What is being asked =
Copy out the entries exactly, from the first line to the last.

--- Exercise material ---

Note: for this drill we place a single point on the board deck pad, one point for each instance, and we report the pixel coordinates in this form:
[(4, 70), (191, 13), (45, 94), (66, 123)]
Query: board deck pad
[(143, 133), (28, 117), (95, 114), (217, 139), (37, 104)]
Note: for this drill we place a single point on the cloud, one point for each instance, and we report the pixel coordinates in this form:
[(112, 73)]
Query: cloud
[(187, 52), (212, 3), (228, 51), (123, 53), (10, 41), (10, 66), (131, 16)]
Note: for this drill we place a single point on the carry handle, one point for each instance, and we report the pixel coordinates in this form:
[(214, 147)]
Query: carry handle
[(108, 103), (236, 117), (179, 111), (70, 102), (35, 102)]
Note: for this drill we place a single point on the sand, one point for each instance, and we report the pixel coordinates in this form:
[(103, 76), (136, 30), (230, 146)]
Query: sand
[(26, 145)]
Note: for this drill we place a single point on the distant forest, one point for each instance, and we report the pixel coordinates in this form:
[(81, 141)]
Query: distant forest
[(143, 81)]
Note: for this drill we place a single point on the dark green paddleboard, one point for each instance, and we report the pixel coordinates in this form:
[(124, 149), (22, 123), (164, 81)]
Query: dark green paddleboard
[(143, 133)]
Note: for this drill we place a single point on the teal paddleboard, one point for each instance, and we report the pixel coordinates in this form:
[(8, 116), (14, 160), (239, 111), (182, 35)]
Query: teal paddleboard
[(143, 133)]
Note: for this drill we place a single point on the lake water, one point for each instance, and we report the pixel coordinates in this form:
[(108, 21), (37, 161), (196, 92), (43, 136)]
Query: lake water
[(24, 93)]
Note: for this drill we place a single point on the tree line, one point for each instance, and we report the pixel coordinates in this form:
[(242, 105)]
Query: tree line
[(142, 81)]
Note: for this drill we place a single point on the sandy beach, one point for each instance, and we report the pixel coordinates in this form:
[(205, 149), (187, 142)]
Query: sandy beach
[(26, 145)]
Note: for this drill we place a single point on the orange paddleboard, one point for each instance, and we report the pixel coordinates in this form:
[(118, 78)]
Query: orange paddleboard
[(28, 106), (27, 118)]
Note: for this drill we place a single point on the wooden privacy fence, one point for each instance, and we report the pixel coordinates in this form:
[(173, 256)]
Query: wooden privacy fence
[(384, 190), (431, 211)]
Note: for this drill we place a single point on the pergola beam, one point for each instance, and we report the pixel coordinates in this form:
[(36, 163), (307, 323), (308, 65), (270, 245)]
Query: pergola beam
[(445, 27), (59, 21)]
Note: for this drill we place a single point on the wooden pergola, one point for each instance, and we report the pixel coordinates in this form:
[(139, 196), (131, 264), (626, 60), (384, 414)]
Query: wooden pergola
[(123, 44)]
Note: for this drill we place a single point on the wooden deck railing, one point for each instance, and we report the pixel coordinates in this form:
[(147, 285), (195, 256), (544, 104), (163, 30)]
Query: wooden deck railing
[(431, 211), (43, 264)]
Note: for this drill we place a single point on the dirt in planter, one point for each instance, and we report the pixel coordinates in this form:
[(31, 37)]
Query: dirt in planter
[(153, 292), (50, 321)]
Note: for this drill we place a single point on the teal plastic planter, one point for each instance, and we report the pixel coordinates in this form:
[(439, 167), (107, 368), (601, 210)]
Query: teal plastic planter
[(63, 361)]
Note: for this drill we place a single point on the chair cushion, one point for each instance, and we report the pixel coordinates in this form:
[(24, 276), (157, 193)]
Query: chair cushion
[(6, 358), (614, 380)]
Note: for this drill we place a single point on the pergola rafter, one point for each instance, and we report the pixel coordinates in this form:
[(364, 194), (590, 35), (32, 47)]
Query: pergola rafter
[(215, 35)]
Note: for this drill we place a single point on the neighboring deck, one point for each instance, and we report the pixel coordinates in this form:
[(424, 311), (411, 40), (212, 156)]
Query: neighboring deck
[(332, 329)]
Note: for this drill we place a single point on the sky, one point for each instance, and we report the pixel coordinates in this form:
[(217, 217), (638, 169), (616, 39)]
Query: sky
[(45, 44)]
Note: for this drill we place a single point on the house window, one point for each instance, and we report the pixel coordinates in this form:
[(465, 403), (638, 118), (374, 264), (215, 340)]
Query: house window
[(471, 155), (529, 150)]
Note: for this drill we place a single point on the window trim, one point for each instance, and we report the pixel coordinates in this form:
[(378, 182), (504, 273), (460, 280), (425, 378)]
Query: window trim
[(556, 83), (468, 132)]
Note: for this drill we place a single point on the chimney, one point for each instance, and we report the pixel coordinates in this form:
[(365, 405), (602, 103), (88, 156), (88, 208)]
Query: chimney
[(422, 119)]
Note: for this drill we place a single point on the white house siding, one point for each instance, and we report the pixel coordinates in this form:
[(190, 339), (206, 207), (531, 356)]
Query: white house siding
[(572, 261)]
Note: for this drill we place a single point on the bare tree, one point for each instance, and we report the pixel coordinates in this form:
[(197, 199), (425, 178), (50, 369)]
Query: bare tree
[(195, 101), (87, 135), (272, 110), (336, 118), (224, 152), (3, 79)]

---

Response below =
Note: for this drill we place a single point on the board deck pad, one point for each instance, and we report the pixel coordinates in this form:
[(4, 70), (191, 13), (45, 94), (66, 123)]
Query: board deck pad
[(143, 133), (28, 117), (95, 114), (217, 139), (37, 104)]
Note: for this drill we place a single point on the cloud, one point for each instance, and we report the pixel coordinates in this form:
[(112, 73)]
Query: cloud
[(187, 52), (212, 3), (228, 51), (123, 53), (10, 41), (10, 66), (131, 16)]
Note: for this drill we place a single point on the carry handle, one point for each instance, and we report the pixel coordinates in this form:
[(214, 147)]
Query: carry handle
[(108, 103), (236, 117), (179, 111), (70, 102), (35, 102)]
Note: for this drill we place a single point on the sand, one point for each instance, and we report the pixel coordinates in this form:
[(103, 76), (136, 30), (230, 146)]
Query: sand
[(26, 145)]
Note: for this drill we place a single point on the distant forest, one point for each instance, and we report the pixel coordinates in this form:
[(81, 141)]
Query: distant forest
[(143, 81)]
Note: for this drill we place a single point on the dark green paddleboard, one point for each instance, and we report the pixel coordinates in this form:
[(124, 149), (22, 123), (164, 81)]
Query: dark green paddleboard
[(143, 133)]
Note: for this drill we place a single point on the teal paddleboard, one point for each instance, and we report the pixel coordinates in this form:
[(8, 116), (14, 160), (239, 111), (182, 35)]
Query: teal paddleboard
[(143, 133)]
Note: for this drill we place a single point on the lake water, one point for each instance, and we report the pixel coordinates in this form:
[(108, 21), (37, 161), (196, 92), (43, 136)]
Query: lake water
[(24, 93)]
Note: for this drill we place a single point on the tree line, one point for each instance, and we report the pixel coordinates in this form:
[(242, 105)]
Query: tree line
[(142, 81)]
Note: for this drill we place a single point on the sandy beach, one point for each instance, and we report the pixel coordinates in this form:
[(205, 149), (187, 142)]
Query: sandy beach
[(26, 145)]
Note: for this drill we place a single point on the orange paddleboard, one point for each instance, and we report the pixel coordinates in this form:
[(118, 78)]
Query: orange paddleboard
[(28, 106), (27, 118)]
Note: for this drill we place a single point on the wooden privacy fence, one point for each instance, and we report the pixel coordinates in this form:
[(173, 256)]
Query: wooden privacy fence
[(384, 190), (431, 211)]
Note: for this drill we place a single point on the pergola beam, one point for each instance, and we report the pixel coordinates in this form:
[(36, 163), (307, 323), (308, 65), (270, 245)]
Query: pergola beam
[(445, 27), (59, 21)]
Note: for this drill we place a single point on the wooden pergola, one point for each instance, and we report the pixel coordinates in this form:
[(139, 196), (131, 264), (626, 60), (384, 414)]
Query: wooden pergola
[(123, 44)]
Note: for this drill we place a single point on the wooden deck railing, one point for each instance, and we report the pixel coordinates in this form:
[(147, 285), (195, 256), (544, 104), (163, 30)]
Query: wooden deck railing
[(431, 211), (43, 264)]
Note: for this drill we place a single point on the dirt in planter, one point for each instance, and we report the pixel coordinates in this form:
[(31, 37)]
Query: dirt in planter
[(153, 292), (50, 321)]
Note: for this drill we place a single point on the teal plastic planter, one point for each instance, and we report the pixel coordinates in this form:
[(439, 167), (107, 368), (601, 210)]
Query: teal plastic planter
[(63, 361)]
Note: for this drill we place a single point on the chair cushion, one point for each instance, and we report the pixel coordinates in this form:
[(24, 276), (157, 193)]
Query: chair cushion
[(6, 358), (614, 380)]
Note: for this drill we place a single point on the pergola rafter, one point for each instance, and we report the pixel coordinates in this form:
[(364, 194), (590, 35), (32, 47)]
Query: pergola rafter
[(215, 35)]
Note: for this drill we place a single point on the neighboring deck, one point for each instance, and we report the pixel coordinates in this form:
[(424, 311), (411, 40), (212, 156)]
Query: neighboring deck
[(332, 329)]
Note: for this drill we place a single point on the sky, one point for each instance, and we report the pixel coordinates in this form:
[(217, 217), (638, 169), (616, 39)]
Query: sky
[(45, 44)]
Note: for this drill we place a single point on the house window, one point for each instance, and we report the pixel coordinates in this form:
[(465, 403), (638, 118), (374, 264), (215, 340)]
Query: house window
[(471, 155), (529, 150)]
Note: for this drill we place a single point on the window trim, one point for each instance, and we report the pixel coordinates in this form:
[(378, 182), (504, 273), (460, 280), (425, 378)]
Query: window trim
[(556, 83), (468, 132)]
Note: for this drill we place a single point on the chimney, one point for each instance, and we report the pixel coordinates in this form:
[(365, 405), (602, 103), (88, 156), (88, 208)]
Query: chimney
[(422, 119)]
Note: for this drill we place a single point on the white house siding, one point for each instance, and we report the pixel coordinates in this form:
[(190, 339), (206, 207), (531, 356)]
Query: white house siding
[(572, 261)]
Note: for this drill we place a single point on the bare tree, one point for each instance, and we report the pixel coordinates in this form:
[(197, 199), (425, 178), (50, 369)]
Query: bare tree
[(195, 101), (87, 135), (272, 110), (336, 118), (224, 152), (3, 79)]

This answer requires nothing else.